Lesetext:

--

Wenn ein Gericht einen Beweis erhebt, auf den es für die Streitentscheidung gar nicht ankommt, so können die dadurch entstandenen Kosten ausnahmsweise auch der Staatskasse zur Last fallen.
Für mich ist Sondervertragskunde, wer zu vereinbarten Preisen beliefert wird, die von den
als solchen veröffentlichten Allgemeinen Tarifen bzw. Allgemeinen Preisen der Grundversorgung abweichen.
Die Belieferung zu veröffentlichten Tarifen allein ist hingegen kein hinreichendes Kriterium für den Tarifkundenstatus, da es sich auch um veröffentlichte Erdgas- Sonderpreise handeln kann, zu denen der Gasversorger in AGB vorsehen wollte, dass diese durch öffentliche Bekanntgabe geändert werden können (Normsondervertragskunden).

--

Zu erledigen:
Führe den Text zur Abgrenzung von Sondervertragskunden und Tarifkunden in der Gasversorgung im Anschluss an seinen letzten Satz weiter.

--

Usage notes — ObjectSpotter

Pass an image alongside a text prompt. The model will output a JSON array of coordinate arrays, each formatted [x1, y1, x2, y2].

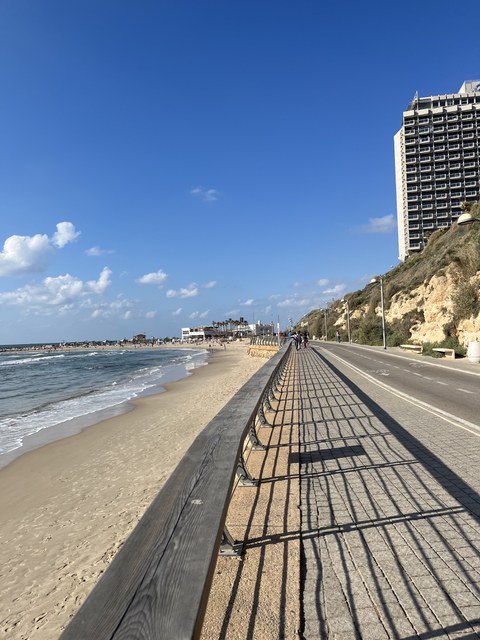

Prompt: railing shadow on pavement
[[299, 350, 480, 638], [202, 344, 300, 639]]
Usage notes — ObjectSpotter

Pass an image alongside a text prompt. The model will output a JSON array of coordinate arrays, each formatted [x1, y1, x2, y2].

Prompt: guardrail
[[61, 343, 293, 640], [250, 336, 285, 347]]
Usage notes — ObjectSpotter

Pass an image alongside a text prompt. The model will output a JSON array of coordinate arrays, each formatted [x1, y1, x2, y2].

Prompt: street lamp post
[[320, 309, 327, 342], [370, 276, 387, 349], [342, 298, 352, 344]]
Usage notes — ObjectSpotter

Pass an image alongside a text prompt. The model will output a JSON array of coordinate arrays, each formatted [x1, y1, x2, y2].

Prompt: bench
[[432, 347, 455, 360], [400, 344, 423, 353]]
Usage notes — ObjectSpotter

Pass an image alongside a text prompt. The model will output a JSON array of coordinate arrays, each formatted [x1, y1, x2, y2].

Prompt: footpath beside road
[[297, 344, 480, 640], [202, 343, 480, 640]]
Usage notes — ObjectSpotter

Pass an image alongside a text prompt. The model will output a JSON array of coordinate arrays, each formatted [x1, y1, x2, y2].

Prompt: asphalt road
[[312, 342, 480, 432]]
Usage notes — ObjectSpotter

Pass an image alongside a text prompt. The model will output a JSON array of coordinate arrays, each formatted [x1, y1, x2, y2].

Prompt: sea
[[0, 346, 208, 468]]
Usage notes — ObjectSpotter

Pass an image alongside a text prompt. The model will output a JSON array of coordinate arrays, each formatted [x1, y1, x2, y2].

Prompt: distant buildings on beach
[[181, 318, 274, 342]]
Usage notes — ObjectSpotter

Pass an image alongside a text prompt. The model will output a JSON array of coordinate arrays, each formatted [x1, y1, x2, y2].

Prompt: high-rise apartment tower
[[394, 80, 480, 260]]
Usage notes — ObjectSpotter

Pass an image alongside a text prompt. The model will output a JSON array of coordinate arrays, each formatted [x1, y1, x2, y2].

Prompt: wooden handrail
[[61, 344, 290, 640]]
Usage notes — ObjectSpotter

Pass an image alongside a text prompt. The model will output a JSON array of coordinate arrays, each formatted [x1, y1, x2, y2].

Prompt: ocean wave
[[0, 350, 208, 455], [0, 353, 65, 367]]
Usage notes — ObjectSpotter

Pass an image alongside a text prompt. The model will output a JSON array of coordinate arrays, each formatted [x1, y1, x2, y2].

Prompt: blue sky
[[0, 0, 480, 344]]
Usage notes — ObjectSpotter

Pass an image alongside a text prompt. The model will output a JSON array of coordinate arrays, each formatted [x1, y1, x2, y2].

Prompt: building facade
[[394, 80, 480, 261]]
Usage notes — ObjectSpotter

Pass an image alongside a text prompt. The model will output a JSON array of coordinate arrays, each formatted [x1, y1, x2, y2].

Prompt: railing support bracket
[[237, 456, 258, 487], [218, 527, 243, 557]]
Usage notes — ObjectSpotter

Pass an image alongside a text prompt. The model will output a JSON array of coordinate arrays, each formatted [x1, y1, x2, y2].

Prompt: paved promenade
[[295, 343, 480, 640]]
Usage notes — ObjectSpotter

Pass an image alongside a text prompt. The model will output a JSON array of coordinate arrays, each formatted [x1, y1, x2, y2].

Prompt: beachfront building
[[394, 80, 480, 261], [248, 320, 273, 337], [181, 327, 218, 342]]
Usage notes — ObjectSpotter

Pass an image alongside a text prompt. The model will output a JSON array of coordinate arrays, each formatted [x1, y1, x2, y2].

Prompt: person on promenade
[[292, 331, 299, 351]]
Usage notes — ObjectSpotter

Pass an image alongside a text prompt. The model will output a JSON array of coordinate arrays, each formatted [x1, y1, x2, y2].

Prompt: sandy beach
[[0, 342, 265, 640]]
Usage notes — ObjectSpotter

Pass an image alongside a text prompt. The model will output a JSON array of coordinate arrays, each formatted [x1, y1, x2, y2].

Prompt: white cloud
[[89, 298, 134, 320], [0, 222, 80, 276], [190, 187, 220, 202], [188, 309, 210, 320], [85, 247, 115, 257], [52, 222, 80, 249], [0, 267, 111, 307], [86, 267, 112, 293], [137, 269, 168, 285], [277, 298, 311, 307], [323, 284, 347, 296], [355, 213, 397, 233], [167, 282, 198, 298]]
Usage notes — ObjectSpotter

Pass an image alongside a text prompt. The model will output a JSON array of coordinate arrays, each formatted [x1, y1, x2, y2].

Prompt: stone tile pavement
[[295, 347, 480, 640]]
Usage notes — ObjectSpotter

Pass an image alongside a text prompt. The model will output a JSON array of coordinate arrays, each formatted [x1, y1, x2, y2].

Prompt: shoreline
[[0, 345, 212, 470], [0, 343, 265, 640]]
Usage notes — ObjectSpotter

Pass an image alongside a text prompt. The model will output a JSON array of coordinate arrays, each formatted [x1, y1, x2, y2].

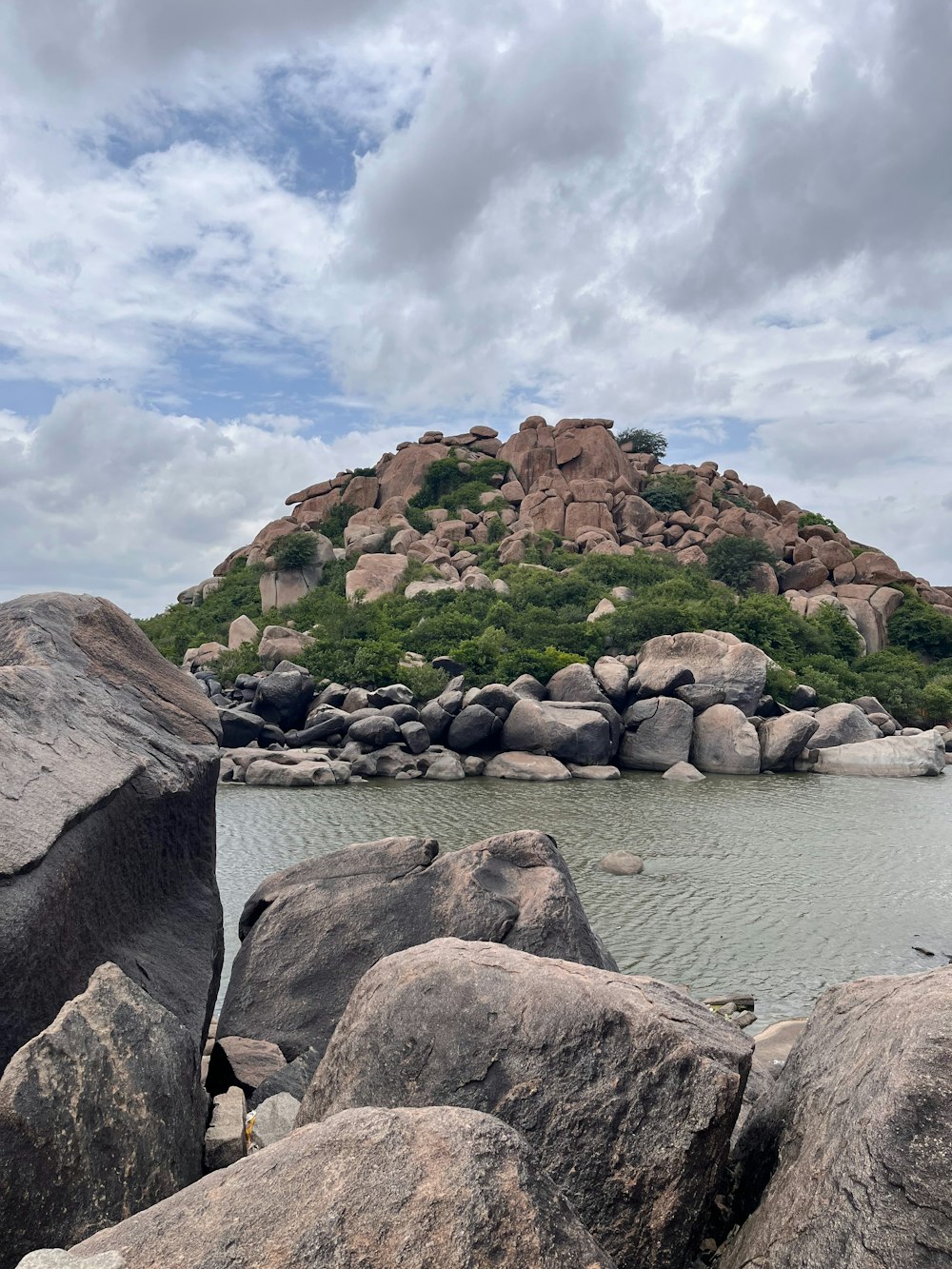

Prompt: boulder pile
[[207, 628, 952, 788]]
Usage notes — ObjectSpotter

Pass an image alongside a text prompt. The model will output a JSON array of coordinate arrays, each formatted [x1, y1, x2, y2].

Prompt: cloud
[[0, 388, 405, 617]]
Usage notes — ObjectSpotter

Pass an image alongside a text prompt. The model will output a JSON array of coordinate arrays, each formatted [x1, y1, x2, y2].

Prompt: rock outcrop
[[0, 964, 207, 1269], [218, 830, 616, 1059], [298, 939, 751, 1269], [0, 594, 222, 1068], [73, 1106, 614, 1269], [719, 968, 952, 1269]]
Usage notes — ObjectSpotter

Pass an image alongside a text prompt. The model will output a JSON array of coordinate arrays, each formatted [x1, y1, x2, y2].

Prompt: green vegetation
[[641, 472, 697, 514], [270, 533, 317, 568], [705, 537, 777, 590], [797, 511, 839, 533], [614, 427, 667, 458]]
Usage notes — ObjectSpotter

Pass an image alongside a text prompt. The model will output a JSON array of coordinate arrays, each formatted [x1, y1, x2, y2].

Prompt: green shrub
[[614, 427, 667, 458], [270, 532, 317, 568], [797, 511, 839, 533], [888, 586, 952, 659], [641, 472, 697, 513], [400, 664, 449, 701], [704, 536, 777, 590]]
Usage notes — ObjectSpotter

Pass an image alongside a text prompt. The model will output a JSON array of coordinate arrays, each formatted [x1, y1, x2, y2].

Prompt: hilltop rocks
[[218, 831, 614, 1059], [0, 964, 206, 1266], [344, 555, 407, 605], [636, 633, 766, 714], [719, 969, 952, 1269], [0, 594, 222, 1068], [298, 939, 751, 1269], [75, 1106, 614, 1269]]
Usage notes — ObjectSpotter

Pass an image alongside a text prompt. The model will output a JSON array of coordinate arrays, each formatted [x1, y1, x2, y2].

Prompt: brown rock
[[75, 1106, 614, 1269], [298, 939, 753, 1269]]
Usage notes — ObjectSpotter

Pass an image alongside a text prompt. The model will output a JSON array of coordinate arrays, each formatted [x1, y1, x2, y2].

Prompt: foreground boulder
[[719, 968, 952, 1269], [217, 830, 616, 1060], [73, 1106, 613, 1269], [0, 964, 206, 1269], [0, 594, 222, 1070], [298, 939, 751, 1269]]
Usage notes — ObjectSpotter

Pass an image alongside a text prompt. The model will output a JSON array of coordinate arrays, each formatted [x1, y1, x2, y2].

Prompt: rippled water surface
[[218, 773, 952, 1029]]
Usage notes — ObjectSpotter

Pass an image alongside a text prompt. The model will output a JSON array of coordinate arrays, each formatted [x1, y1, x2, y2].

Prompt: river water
[[218, 773, 952, 1030]]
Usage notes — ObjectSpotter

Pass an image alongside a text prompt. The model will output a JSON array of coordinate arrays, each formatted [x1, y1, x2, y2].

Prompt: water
[[218, 773, 952, 1030]]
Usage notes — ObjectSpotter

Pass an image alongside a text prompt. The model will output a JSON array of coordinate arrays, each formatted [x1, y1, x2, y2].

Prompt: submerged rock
[[218, 832, 616, 1059], [73, 1106, 614, 1269], [298, 939, 751, 1269]]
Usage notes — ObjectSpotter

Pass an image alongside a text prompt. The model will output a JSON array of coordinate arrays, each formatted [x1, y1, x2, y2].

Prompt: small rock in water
[[598, 850, 645, 877]]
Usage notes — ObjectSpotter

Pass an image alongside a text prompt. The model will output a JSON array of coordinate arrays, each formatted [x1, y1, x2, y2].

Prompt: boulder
[[636, 633, 768, 714], [545, 663, 608, 704], [690, 705, 761, 775], [484, 752, 571, 783], [500, 695, 614, 766], [73, 1101, 614, 1269], [719, 969, 952, 1269], [810, 704, 880, 748], [228, 614, 262, 652], [251, 670, 313, 731], [758, 710, 820, 771], [0, 594, 222, 1070], [618, 697, 694, 771], [344, 555, 410, 605], [217, 832, 614, 1059], [796, 731, 945, 777], [298, 939, 753, 1269], [0, 963, 206, 1269], [258, 625, 313, 670]]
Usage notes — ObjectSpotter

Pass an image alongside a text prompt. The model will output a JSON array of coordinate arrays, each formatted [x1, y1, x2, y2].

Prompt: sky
[[0, 0, 952, 617]]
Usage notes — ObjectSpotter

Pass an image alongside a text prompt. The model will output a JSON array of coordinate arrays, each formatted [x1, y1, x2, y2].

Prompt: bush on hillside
[[704, 536, 777, 590], [270, 532, 317, 568], [641, 472, 697, 514], [614, 427, 667, 458], [797, 511, 839, 533]]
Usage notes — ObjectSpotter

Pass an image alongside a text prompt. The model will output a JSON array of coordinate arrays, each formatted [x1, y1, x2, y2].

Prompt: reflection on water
[[218, 773, 952, 1029]]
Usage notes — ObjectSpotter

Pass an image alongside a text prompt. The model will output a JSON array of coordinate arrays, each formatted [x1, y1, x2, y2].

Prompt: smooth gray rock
[[0, 594, 224, 1070], [810, 704, 880, 748], [73, 1106, 616, 1269], [719, 968, 952, 1269], [758, 712, 819, 771], [690, 705, 761, 775], [500, 695, 614, 766], [298, 939, 753, 1266], [0, 964, 207, 1269], [618, 697, 694, 771], [218, 830, 616, 1059]]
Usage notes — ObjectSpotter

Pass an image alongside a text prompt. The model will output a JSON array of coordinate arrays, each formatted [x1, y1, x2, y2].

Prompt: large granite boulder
[[795, 728, 945, 778], [618, 697, 694, 771], [690, 705, 761, 775], [0, 964, 207, 1269], [73, 1106, 614, 1269], [503, 695, 614, 766], [636, 632, 768, 714], [0, 594, 222, 1070], [298, 939, 753, 1269], [719, 968, 952, 1269], [218, 830, 616, 1059]]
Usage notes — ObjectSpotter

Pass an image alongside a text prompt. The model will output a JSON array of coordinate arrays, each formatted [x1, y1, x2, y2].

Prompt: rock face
[[636, 633, 766, 714], [719, 968, 952, 1269], [218, 830, 616, 1059], [796, 729, 945, 777], [0, 964, 206, 1269], [298, 939, 751, 1269], [80, 1106, 614, 1269], [0, 594, 222, 1068]]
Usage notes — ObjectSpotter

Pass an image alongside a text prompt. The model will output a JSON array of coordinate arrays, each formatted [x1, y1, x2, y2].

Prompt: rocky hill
[[144, 416, 952, 721]]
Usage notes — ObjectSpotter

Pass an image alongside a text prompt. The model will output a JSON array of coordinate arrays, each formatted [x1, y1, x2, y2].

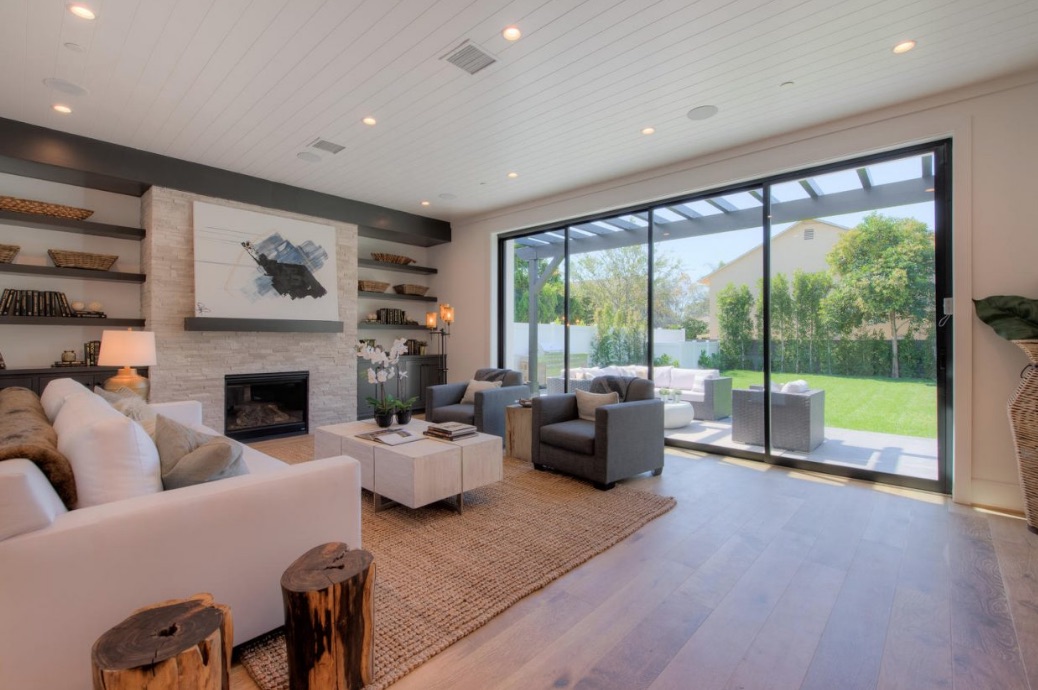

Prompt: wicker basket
[[47, 249, 118, 271], [0, 196, 93, 220], [372, 251, 414, 266], [392, 283, 429, 297], [357, 280, 389, 293]]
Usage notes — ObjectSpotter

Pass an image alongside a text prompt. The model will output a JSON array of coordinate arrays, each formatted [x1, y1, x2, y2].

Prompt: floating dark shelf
[[184, 316, 343, 333], [0, 211, 144, 241], [357, 289, 436, 302], [357, 258, 438, 276], [0, 264, 146, 282], [357, 321, 429, 331], [0, 316, 144, 328]]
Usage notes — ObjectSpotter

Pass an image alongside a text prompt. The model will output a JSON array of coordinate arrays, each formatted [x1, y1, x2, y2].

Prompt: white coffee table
[[313, 419, 504, 513], [663, 403, 695, 429]]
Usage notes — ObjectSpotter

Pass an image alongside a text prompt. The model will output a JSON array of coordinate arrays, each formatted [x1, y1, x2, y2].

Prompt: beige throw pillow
[[155, 414, 248, 490], [575, 388, 620, 421], [461, 379, 501, 405]]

--

Antwort zur Aufgabe:
Wurde die Belieferung zu anderen Preisen als den
als solchen veröffentlichten Allgemeinen Tarifen/ Allgemeinen Preisen der Grundversorgung (in der Regel zu günstigeren Preisen) vertraglich vereinbart, dann handelt es sich um einen Sondervertrag.
Hat der Versorger zugleich Allgemeine Tarife und Erdgas- Sonderpreise veröffentlicht, so handelt es sich m. E. bei einer vertraglich vereinbarten Belieferung zu einem derart
neben den Allgemeinen Tarifen (Kleinverbrauchstarif K, Grundpreistarif G oder Basistarif BT) veröffentlichten
Erdgas- Sonderpreis deshalb um einen Sondervertrag.
Die Bedingungen der AVBGasV/ GasGVV können auf solche Sonderverträge nur dann zur Anwendung kommen, wenn sie gem. § 305 II BGB wirksam in den Vertrag einbezogen wurden (vgl. AG Starnberg, Urt. v. 22.10.09).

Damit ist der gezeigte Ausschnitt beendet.